### Input records
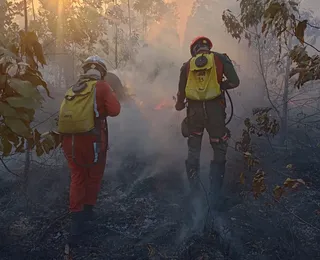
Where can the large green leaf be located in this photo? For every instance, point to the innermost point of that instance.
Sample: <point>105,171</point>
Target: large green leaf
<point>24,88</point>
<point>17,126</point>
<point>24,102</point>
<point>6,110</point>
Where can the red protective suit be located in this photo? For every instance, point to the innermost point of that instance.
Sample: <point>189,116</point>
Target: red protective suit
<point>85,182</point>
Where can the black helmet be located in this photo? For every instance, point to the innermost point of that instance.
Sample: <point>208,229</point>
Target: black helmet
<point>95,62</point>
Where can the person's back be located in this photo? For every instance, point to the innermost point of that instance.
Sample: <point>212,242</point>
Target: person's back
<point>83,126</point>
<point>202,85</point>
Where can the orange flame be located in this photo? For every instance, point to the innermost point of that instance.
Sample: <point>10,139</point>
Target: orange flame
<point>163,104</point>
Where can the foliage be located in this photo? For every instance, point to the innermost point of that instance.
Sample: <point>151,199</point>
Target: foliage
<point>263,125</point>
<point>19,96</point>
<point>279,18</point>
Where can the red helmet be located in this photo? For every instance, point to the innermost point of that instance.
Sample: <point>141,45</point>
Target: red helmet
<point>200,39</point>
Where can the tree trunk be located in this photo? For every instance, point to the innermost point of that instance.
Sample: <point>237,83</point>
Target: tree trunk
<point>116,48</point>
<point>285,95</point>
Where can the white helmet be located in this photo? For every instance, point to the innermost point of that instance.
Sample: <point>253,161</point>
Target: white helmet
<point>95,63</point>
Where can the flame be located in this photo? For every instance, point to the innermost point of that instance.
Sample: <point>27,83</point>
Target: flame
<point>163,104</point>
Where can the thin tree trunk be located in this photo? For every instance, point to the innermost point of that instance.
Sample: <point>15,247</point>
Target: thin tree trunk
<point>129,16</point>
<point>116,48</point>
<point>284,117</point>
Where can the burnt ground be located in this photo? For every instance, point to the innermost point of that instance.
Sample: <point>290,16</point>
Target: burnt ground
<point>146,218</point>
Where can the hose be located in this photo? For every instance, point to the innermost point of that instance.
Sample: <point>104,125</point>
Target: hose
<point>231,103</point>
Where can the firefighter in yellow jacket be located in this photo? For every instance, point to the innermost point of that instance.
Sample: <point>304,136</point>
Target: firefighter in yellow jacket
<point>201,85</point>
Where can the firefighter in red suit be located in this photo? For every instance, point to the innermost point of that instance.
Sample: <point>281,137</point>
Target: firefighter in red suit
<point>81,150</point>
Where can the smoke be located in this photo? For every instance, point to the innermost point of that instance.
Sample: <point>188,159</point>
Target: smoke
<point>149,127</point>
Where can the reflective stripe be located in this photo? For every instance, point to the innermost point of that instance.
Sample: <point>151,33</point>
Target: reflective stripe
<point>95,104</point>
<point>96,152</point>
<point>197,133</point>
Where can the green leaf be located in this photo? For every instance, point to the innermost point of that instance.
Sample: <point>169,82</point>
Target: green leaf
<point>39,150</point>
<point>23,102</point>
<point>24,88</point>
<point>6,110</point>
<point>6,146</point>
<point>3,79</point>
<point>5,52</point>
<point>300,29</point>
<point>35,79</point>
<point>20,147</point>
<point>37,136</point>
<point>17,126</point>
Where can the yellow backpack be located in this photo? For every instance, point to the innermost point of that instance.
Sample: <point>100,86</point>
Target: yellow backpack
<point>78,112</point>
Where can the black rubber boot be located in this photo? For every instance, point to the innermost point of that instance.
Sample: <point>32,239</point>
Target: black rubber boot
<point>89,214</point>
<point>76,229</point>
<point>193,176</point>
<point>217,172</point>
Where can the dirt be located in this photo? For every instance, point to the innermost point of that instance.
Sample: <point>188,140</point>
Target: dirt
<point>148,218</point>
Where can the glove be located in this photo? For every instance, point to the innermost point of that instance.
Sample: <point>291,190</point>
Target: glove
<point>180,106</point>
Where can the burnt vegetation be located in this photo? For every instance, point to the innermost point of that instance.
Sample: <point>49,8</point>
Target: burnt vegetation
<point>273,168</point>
---
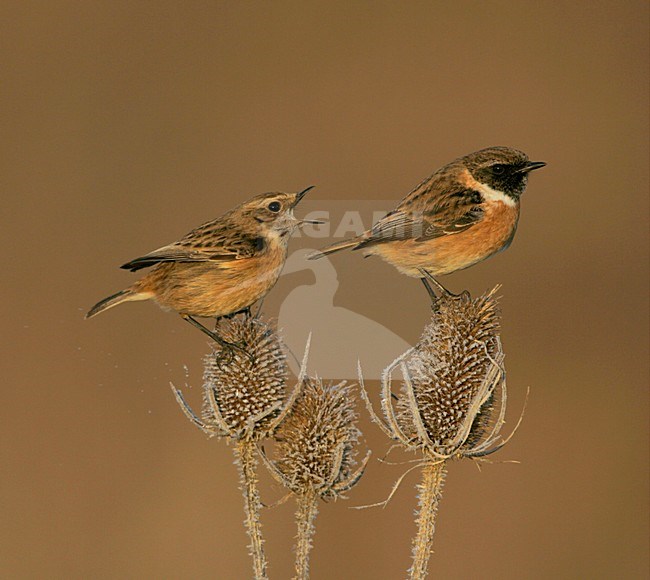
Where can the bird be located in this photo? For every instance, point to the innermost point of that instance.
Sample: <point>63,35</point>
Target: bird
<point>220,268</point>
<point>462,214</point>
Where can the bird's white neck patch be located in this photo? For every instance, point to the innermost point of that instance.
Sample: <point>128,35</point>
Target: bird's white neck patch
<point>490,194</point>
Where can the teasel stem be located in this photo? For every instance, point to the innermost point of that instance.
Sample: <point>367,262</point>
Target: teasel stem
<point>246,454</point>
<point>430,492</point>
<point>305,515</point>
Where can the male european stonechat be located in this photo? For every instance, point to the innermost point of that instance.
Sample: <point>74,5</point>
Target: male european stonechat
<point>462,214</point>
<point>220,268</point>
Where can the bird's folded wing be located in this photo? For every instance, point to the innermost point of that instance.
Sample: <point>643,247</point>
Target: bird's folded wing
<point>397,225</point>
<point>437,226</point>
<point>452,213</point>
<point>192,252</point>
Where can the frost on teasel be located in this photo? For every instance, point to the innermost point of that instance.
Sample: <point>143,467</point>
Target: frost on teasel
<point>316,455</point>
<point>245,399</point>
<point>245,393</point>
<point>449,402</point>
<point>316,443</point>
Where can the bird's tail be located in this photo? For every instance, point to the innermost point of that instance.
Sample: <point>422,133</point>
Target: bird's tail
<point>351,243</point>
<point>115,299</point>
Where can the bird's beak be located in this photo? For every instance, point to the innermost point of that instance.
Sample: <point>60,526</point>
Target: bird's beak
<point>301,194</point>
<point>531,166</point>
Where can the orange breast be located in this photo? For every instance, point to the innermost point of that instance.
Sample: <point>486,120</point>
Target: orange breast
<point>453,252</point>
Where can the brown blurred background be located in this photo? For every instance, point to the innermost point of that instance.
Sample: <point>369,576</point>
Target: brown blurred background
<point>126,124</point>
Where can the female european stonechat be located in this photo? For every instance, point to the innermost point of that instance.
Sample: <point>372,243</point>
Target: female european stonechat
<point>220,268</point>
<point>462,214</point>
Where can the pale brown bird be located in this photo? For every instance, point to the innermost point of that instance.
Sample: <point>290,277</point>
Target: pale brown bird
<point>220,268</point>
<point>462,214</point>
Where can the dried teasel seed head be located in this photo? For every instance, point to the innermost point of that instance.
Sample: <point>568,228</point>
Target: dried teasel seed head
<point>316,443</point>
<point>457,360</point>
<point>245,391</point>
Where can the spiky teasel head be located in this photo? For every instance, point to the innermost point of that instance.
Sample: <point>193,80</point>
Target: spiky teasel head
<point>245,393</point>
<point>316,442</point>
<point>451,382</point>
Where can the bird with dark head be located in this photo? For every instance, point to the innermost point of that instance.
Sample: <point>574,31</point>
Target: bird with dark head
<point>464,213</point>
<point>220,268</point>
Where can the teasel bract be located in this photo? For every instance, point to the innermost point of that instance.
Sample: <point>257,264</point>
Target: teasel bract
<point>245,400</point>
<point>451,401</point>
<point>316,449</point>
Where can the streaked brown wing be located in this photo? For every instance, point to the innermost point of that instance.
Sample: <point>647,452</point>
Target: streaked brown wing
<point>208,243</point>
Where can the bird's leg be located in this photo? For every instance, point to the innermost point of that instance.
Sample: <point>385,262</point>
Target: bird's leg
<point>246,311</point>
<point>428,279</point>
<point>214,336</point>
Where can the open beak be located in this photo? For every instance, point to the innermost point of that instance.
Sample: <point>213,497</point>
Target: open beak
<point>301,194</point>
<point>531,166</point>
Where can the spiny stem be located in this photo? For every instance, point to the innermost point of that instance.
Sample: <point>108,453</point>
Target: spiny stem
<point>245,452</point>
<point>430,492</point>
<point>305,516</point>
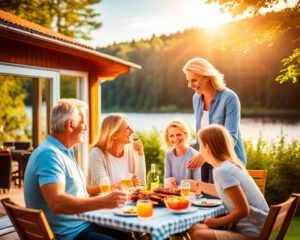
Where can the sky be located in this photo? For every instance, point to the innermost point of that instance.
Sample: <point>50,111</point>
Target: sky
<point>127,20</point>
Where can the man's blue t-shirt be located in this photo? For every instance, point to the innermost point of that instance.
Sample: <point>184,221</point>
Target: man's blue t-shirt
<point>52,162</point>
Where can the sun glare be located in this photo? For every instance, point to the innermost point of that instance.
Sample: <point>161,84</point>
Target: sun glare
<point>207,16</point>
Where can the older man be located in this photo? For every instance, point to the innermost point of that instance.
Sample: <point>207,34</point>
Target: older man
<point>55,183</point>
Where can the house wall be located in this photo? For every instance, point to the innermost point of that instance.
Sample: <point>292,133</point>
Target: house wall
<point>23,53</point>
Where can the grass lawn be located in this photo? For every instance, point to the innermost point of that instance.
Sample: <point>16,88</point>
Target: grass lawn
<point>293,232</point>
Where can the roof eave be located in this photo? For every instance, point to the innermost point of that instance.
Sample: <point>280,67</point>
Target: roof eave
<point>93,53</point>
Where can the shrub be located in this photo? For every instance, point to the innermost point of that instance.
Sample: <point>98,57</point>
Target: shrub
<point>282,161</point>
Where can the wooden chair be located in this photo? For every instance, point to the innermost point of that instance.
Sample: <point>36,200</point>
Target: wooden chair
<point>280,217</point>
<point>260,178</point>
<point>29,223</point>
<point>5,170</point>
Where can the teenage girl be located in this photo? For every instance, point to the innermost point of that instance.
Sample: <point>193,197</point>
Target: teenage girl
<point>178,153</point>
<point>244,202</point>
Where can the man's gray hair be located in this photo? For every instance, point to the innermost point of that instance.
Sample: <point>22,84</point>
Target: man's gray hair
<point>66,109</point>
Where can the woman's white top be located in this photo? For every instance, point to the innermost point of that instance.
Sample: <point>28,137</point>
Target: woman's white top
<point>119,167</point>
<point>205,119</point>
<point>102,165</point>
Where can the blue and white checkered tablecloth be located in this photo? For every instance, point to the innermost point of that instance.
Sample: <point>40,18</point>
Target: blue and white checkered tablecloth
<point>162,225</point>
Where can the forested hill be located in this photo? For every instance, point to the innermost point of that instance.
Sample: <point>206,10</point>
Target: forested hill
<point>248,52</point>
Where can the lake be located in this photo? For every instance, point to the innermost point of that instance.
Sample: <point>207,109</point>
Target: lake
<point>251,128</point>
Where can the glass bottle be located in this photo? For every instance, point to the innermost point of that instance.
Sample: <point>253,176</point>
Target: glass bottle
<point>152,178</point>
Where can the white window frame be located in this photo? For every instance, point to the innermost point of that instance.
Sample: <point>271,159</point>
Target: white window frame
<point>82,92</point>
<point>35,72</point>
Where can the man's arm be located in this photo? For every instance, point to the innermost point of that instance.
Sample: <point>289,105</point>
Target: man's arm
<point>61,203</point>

### Exercise instructions
Repeat word for word the lines of the data above, starting at the line that contains "Where can the frost" and ending at the line that contains "<point>451,382</point>", including both of those lines.

### Full solution
Where can the frost on teasel be located in this photo? For every instance, point to the innermost point of that instance.
Sample: <point>143,467</point>
Target: frost on teasel
<point>316,455</point>
<point>245,399</point>
<point>245,393</point>
<point>449,402</point>
<point>316,443</point>
Where can the bird's tail be located in this photo? For every instance, point to the innermost point of that instance.
Sample: <point>422,133</point>
Target: bird's tail
<point>351,243</point>
<point>115,299</point>
Where can the bird's beak be located in this photo? For every instance, point to the innermost point of that instance.
Sample: <point>60,526</point>
Target: bird's beak
<point>301,194</point>
<point>531,166</point>
Where can the orange breast be located in this photo? For every instance, point to the innermost point of that instance.
Sample: <point>486,120</point>
Target: orange breast
<point>453,252</point>
Where can the brown blurred background be located in this photo? For every instance, point to the innermost point of that instance.
Sample: <point>369,576</point>
Target: brown blurred background
<point>126,124</point>
Where can the female european stonechat be located in this photo? For every instance, point to the innermost point of that instance.
Sample: <point>372,243</point>
Target: female european stonechat
<point>220,268</point>
<point>462,214</point>
Where can the pale brown bird be located in this photo? For every instance, point to the innermost point of that instance.
Sample: <point>290,277</point>
Target: pale brown bird
<point>220,268</point>
<point>462,214</point>
Where can the dried teasel seed head be located in this photo? For every instance, point to the innermost point of that instance.
Sample: <point>568,228</point>
Target: dried teasel seed head
<point>316,443</point>
<point>457,360</point>
<point>245,391</point>
Where can the spiky teasel head be located in this photo? For every instance, point to the innermost point of that instance.
Sample: <point>193,80</point>
Target: spiky teasel head
<point>245,393</point>
<point>316,442</point>
<point>451,382</point>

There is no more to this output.